Exercise objective ▸ Repeat every line of the material that follows, word for word.

Supplied entries ▸
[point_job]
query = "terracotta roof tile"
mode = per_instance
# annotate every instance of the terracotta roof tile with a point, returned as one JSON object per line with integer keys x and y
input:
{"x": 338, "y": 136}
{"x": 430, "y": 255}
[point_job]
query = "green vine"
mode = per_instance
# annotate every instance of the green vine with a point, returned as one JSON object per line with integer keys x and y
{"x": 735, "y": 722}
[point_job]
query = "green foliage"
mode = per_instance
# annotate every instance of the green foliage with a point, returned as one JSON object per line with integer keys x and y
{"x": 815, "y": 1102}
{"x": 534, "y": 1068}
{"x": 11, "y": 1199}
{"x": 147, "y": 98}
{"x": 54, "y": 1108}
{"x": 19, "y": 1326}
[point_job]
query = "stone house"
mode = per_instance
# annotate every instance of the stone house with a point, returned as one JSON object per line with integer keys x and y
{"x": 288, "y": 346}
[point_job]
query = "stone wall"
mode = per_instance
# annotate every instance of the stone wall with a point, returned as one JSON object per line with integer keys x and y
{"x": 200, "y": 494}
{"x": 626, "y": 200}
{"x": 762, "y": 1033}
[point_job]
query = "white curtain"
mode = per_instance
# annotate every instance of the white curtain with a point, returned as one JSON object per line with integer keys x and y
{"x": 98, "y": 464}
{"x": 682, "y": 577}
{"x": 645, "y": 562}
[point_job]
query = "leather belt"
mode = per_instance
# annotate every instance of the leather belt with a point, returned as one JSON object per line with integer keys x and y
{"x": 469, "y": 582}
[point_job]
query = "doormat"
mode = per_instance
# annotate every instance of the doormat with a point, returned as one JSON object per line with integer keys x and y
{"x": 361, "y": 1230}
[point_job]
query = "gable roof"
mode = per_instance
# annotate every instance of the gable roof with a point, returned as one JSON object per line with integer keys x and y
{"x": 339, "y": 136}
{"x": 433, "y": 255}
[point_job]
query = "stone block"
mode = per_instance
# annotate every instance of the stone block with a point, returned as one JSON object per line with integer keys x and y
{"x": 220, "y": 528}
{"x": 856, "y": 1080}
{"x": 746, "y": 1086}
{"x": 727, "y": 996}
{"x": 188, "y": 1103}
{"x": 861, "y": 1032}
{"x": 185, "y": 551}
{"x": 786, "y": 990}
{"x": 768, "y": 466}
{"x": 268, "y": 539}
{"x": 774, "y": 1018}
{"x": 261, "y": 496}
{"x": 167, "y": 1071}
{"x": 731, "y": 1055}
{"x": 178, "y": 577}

Problem solution ▸
[point_job]
query = "terracotta roof tile"
mode = per_instance
# annotate every instance of the terracotta roof tile with a point, returned as one JSON object per line with integer keys x and y
input:
{"x": 338, "y": 136}
{"x": 430, "y": 255}
[point_job]
query = "green vine"
mode = per_instance
# annotate every instance of the green vine with a point, returned as one JSON object per line with integer keys x and y
{"x": 735, "y": 722}
[point_job]
query = "green foliage"
mode = per_instance
# annotate every instance of the green foliage with a point, returned as one JSON object per line with integer keys x and y
{"x": 815, "y": 1102}
{"x": 534, "y": 1068}
{"x": 11, "y": 1199}
{"x": 147, "y": 98}
{"x": 54, "y": 1108}
{"x": 19, "y": 1326}
[point_job]
query = "stone house"
mode = per_instance
# annotate every instance of the stone house with a point, returned as one JSON object per line with integer keys x and y
{"x": 288, "y": 346}
[point_job]
query = "stone wall"
mode = per_instance
# annotate every instance of the stone wall with a point, returned as one JSON object per line with integer keys x and y
{"x": 200, "y": 494}
{"x": 626, "y": 200}
{"x": 762, "y": 1033}
[point_job]
query = "white curtain"
mode = per_instance
# annotate every instance of the white curtain with a point, returned as one JSON object per line with integer keys x and y
{"x": 98, "y": 464}
{"x": 682, "y": 577}
{"x": 645, "y": 562}
[point_job]
query = "leather belt"
mode = per_instance
# annotate every instance of the leather belt with a point, returned as one JSON object per line with integer keys x and y
{"x": 469, "y": 582}
[point_job]
query = "doormat"
mode = per_instance
# annotate every instance of the doormat with a point, returned as one JSON object per line with integer keys x and y
{"x": 361, "y": 1230}
[point_job]
query = "gable roof"
mode = per_instance
# annotate every instance of the gable roof with a point, returned as one JSON object per line with integer keys x and y
{"x": 339, "y": 136}
{"x": 433, "y": 255}
[point_job]
query = "stone block"
mode = per_instance
# annotate every instance of the stone block with a point, returned as one JSON object per line with integer keys x and y
{"x": 220, "y": 528}
{"x": 856, "y": 1080}
{"x": 746, "y": 1086}
{"x": 727, "y": 996}
{"x": 188, "y": 1103}
{"x": 861, "y": 1032}
{"x": 185, "y": 551}
{"x": 786, "y": 990}
{"x": 768, "y": 466}
{"x": 268, "y": 539}
{"x": 774, "y": 1018}
{"x": 261, "y": 496}
{"x": 167, "y": 1071}
{"x": 731, "y": 1055}
{"x": 178, "y": 577}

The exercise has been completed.